[Extracted data entries]
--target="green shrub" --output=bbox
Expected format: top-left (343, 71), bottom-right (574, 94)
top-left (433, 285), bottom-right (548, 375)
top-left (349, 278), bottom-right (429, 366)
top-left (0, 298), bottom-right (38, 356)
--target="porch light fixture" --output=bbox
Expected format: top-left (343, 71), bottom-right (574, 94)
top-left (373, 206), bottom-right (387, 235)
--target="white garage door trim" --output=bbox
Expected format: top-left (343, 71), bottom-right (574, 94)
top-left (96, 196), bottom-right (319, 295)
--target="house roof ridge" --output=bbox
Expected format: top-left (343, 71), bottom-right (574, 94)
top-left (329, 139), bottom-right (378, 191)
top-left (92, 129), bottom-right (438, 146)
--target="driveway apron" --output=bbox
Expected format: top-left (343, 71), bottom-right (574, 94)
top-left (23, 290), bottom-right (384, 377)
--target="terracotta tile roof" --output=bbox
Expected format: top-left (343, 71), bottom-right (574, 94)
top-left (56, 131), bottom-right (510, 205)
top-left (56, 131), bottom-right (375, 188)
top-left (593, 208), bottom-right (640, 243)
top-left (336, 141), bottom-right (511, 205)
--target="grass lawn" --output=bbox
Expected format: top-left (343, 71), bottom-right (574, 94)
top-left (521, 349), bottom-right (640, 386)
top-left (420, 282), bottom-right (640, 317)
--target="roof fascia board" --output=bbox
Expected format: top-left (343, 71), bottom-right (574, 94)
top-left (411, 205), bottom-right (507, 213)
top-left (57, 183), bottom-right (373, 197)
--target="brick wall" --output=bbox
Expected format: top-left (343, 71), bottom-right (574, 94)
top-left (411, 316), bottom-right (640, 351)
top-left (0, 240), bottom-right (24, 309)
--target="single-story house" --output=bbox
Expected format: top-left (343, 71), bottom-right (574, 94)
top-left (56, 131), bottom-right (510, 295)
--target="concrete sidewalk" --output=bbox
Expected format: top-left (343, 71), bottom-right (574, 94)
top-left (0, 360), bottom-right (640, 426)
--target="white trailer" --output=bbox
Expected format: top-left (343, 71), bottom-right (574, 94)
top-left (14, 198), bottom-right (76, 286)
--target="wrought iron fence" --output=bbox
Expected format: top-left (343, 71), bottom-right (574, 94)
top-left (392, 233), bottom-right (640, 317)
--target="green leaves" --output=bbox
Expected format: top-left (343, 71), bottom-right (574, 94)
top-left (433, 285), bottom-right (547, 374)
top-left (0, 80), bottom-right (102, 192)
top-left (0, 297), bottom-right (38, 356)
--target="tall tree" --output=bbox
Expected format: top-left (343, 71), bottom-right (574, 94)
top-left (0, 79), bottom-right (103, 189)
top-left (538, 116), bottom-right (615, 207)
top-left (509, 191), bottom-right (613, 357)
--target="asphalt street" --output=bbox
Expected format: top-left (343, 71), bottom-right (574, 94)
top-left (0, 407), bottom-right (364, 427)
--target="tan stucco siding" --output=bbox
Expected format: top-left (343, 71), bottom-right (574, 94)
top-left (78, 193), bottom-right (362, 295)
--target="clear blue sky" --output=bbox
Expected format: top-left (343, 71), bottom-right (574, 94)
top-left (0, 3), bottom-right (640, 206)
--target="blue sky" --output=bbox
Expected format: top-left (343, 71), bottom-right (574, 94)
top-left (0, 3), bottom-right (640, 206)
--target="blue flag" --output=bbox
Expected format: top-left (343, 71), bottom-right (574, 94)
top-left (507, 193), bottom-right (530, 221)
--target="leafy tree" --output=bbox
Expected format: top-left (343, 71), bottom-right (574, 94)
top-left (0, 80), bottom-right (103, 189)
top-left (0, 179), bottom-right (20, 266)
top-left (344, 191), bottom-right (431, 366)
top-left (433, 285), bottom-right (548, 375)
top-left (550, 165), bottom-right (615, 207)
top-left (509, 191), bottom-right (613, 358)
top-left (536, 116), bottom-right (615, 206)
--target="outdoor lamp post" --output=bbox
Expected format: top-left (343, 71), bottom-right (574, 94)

• _JOB_
Edit the data from the start through the line with "top-left (57, 183), bottom-right (373, 197)", changing "driveway apron" to "paved driveway" and leaving everything else as it is. Return only those lines.

• _SOLUTION TO THE PROBLEM_
--target="green shrub" --output=bbox
Expected format: top-left (343, 71), bottom-right (574, 94)
top-left (433, 285), bottom-right (548, 375)
top-left (349, 278), bottom-right (429, 366)
top-left (0, 298), bottom-right (38, 356)
--target="porch light fixture" --output=bbox
Expected format: top-left (343, 71), bottom-right (574, 94)
top-left (373, 206), bottom-right (387, 235)
--target="white garage door trim" --output=bbox
Expected format: top-left (343, 71), bottom-right (574, 94)
top-left (96, 196), bottom-right (319, 295)
--target="house roof ridge" --output=bbox
Expected format: top-left (343, 71), bottom-right (574, 94)
top-left (329, 139), bottom-right (378, 191)
top-left (92, 129), bottom-right (438, 146)
--target="paved driveway" --output=bbox
Expected format: top-left (343, 71), bottom-right (574, 94)
top-left (23, 290), bottom-right (384, 377)
--target="terracotta tile roof" --output=bbox
Expected format: top-left (343, 71), bottom-right (574, 94)
top-left (56, 131), bottom-right (510, 205)
top-left (56, 131), bottom-right (375, 188)
top-left (593, 208), bottom-right (640, 243)
top-left (336, 141), bottom-right (511, 205)
--target="grass lawn" --output=bbox
Expected format: top-left (343, 71), bottom-right (574, 94)
top-left (521, 349), bottom-right (640, 386)
top-left (420, 282), bottom-right (640, 317)
--target="roof fascia board" --output=bbox
Expected format: top-left (343, 71), bottom-right (574, 94)
top-left (411, 205), bottom-right (507, 213)
top-left (57, 183), bottom-right (373, 197)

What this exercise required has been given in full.